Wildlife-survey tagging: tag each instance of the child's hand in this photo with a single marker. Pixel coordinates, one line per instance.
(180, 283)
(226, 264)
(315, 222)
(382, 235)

> **Exercise task**:
Render the entries above as a two-column CSV with the header columns "text" and "answer". Each entry gets one row, with its text and its answer each in a single quoted field and all line breaks converted to spaces.

> **Worked solution**:
text,answer
"Wildlife-survey tagging: tag each instance of the child's hand in this photo with a single marker. Pixel coordinates, one line per instance.","(180, 283) (226, 264) (315, 222) (382, 235)"